### Selected excerpt
- Opening Delimiter -
I think the LFA is an amazing car, but for the money I would choose a different route. It definitely has a unique look to it and the performance is good as well which is always important.


----------



## Stugots (Jan 1, 2010)

Mk23 said:


> Also, in case no one saw the lap around Top Gear's track it ended up being slower than a Z06 but faster than a Gallardo.


It was also a wet lap, and faster than 95% of the cars on the board, given those conditions.


----------



## getz (Sep 21, 2007)

Mk23 said:


> Also, in case no one saw the lap around Top Gear's track it ended up being slower than a Z06 but faster than a Gallardo.


This was a wet lap, and was 3 seconds faster than the Gallardo (which also wet lapped), faster than the Z06 on a dry track. Not too mention that it was the fastest wet lap in the history of the show. This car is wicked fast, just not 375 grand wicked fast.
-Getz


----------



## getz (Sep 21, 2007)

Stugots said:


> It was also a wet lap, and faster than 95% of the cars on the board, given those conditions.


Doh,
Teach me not to read the whole thread.
- Closing Delimiter -
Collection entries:
- Opening Delimiter -
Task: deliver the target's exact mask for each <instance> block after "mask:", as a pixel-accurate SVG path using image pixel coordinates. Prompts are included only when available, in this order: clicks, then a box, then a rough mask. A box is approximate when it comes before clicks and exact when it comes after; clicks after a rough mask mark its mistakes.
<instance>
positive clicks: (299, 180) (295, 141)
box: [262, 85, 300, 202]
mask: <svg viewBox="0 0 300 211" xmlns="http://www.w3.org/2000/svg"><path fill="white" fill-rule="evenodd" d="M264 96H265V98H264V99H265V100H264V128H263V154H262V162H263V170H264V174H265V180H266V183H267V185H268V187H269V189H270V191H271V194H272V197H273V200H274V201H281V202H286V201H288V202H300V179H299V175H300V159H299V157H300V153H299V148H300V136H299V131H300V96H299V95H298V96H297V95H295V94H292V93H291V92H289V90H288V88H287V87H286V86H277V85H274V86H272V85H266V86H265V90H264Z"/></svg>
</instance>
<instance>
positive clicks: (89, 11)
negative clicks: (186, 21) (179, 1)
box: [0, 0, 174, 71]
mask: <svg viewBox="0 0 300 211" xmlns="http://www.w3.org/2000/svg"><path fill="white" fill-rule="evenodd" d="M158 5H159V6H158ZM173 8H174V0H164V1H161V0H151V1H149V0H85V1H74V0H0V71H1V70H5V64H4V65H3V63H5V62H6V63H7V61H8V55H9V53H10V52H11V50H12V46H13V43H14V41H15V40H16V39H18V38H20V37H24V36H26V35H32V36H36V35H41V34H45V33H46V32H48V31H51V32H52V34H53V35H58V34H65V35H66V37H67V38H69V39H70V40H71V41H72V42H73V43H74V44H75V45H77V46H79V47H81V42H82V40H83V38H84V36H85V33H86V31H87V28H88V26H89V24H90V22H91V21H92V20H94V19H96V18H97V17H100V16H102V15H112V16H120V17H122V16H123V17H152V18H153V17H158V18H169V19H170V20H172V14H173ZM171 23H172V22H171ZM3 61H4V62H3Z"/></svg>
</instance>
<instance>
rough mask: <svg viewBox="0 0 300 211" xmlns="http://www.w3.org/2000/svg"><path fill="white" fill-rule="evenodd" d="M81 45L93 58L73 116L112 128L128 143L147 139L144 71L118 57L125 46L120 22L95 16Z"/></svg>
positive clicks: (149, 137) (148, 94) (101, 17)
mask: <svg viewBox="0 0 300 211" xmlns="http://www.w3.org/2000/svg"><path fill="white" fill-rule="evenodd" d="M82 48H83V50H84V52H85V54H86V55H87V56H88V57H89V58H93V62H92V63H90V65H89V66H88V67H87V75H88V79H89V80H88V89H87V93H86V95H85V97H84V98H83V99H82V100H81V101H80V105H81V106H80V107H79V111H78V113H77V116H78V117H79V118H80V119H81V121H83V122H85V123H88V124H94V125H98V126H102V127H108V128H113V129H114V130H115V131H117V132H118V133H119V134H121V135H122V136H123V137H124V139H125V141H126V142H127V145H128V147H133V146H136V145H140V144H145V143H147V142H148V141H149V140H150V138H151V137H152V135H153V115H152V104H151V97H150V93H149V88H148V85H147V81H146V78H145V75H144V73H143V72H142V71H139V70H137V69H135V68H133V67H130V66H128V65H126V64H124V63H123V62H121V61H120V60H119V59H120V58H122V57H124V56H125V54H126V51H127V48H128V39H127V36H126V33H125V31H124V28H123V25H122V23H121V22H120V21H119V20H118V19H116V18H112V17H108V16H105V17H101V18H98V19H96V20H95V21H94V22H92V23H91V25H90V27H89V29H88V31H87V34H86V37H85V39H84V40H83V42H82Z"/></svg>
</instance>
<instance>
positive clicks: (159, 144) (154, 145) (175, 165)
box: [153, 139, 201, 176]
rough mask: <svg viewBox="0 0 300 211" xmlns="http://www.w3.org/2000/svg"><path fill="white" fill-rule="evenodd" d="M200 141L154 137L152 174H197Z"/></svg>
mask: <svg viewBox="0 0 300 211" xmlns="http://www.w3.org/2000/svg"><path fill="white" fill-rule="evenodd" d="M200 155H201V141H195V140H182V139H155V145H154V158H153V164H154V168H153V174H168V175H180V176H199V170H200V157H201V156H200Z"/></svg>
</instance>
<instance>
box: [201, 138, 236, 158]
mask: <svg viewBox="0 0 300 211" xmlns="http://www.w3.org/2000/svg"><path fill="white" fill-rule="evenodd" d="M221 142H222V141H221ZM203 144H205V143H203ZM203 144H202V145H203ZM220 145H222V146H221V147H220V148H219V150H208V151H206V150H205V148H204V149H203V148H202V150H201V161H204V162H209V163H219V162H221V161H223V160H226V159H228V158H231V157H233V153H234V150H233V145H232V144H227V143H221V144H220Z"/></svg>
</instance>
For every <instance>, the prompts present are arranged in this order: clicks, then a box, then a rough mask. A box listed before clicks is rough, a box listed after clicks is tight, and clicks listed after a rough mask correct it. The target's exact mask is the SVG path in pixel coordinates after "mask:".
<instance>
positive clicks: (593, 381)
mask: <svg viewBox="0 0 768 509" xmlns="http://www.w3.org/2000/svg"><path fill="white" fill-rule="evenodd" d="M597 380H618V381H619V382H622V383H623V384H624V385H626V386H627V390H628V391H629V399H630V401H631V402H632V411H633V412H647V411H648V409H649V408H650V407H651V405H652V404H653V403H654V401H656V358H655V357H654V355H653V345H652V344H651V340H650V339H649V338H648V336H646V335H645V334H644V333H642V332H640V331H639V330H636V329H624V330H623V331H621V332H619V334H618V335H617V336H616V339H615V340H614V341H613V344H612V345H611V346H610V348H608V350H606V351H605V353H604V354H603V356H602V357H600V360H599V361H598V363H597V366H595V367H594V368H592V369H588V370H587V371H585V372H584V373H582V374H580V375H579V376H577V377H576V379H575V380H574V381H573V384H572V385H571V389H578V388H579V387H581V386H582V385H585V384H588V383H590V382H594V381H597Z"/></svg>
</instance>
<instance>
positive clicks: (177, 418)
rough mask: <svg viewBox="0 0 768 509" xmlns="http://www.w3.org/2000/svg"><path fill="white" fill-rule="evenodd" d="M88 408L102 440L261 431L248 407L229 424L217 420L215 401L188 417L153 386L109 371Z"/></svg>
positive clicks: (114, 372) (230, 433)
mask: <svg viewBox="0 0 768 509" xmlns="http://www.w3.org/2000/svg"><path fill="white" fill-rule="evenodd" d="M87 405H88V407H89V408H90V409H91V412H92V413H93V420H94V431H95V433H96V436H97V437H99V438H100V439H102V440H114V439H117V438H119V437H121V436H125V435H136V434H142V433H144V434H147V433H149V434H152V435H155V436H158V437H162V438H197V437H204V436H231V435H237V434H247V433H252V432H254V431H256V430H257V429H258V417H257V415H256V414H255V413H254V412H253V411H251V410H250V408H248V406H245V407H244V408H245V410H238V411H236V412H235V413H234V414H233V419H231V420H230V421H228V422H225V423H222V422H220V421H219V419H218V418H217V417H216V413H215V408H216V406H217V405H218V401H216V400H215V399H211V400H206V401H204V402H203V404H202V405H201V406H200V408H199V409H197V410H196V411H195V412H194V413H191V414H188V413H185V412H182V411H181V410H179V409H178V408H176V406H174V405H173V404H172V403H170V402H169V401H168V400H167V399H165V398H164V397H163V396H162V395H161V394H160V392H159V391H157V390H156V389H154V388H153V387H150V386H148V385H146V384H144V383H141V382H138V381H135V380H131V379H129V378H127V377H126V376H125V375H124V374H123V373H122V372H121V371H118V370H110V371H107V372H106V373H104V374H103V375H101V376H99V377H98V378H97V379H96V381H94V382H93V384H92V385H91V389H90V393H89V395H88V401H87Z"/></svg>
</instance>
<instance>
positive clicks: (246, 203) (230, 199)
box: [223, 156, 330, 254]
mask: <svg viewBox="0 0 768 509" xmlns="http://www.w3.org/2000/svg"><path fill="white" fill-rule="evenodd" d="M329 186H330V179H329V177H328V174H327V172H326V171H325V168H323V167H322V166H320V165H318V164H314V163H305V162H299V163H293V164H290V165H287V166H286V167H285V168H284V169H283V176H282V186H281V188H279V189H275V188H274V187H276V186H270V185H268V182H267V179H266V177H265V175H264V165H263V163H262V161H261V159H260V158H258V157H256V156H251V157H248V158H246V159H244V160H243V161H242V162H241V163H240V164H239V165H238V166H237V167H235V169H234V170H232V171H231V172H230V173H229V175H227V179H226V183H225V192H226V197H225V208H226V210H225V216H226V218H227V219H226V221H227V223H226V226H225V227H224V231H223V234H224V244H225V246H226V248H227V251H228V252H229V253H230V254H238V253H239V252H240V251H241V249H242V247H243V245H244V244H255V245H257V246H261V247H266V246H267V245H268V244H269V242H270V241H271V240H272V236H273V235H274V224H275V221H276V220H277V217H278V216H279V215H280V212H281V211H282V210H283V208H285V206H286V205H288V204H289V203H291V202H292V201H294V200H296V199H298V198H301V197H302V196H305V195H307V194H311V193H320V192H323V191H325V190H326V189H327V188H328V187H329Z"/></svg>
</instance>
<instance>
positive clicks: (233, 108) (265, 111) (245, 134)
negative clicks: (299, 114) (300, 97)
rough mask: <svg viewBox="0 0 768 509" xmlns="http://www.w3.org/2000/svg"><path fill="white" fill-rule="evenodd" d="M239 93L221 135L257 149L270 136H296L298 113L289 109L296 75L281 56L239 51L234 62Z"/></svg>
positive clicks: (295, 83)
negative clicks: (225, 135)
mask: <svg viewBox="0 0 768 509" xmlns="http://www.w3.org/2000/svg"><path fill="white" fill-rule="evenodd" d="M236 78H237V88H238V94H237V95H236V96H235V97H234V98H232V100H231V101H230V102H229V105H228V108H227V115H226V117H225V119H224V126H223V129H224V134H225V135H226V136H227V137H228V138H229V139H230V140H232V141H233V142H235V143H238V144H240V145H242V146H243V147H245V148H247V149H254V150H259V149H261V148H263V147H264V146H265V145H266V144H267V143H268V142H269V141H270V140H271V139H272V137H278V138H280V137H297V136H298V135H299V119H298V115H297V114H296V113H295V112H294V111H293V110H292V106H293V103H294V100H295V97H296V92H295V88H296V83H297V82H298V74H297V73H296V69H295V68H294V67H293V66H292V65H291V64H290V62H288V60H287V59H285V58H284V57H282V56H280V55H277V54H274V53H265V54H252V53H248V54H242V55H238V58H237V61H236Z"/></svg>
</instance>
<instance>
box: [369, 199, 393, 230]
- Closing Delimiter -
### Job 1
Reproduce word for word the part of the LFA forum thread from "I think the" up to and including "(Jan 1, 2010)".
### Job 2
Carry the LFA forum thread forward from its final line.

### Task output 1
I think the LFA is an amazing car, but for the money I would choose a different route. It definitely has a unique look to it and the performance is good as well which is always important.


----------



## Stugots (Jan 1, 2010)

### Task output 2
-Getz


----------



## BerfsBimmer (Aug 25, 2007)

jmsent said:


> Nissan builds the Evo? On which planet?


Oops sorry, got distracted and carried away when I started thinking about the Skyline.
Well, at least Mitsubishi does make our turbos.


----------



## jusmills (Nov 18, 2005)

BerfsBimmer said:


> +1...and that money would buy four GT-R's.


+2...or a GT-R, a R8 V10 and a decent downpayment on a 458 Italia


----------



## TXSTYLE (Aug 29, 2006)

Nice car but no way EVAR is it worth that money. Hell no!!! 

Give me tried and true Exotic for that $$: Murci or even a Gallardo LP540. The LF-A should be priced under $200k no question. The GT-R will outperform it when they go head to head.... Mark my words!


----------



## Justin T (Oct 10, 2006)

Not to sound like a broken record, but no way for that price.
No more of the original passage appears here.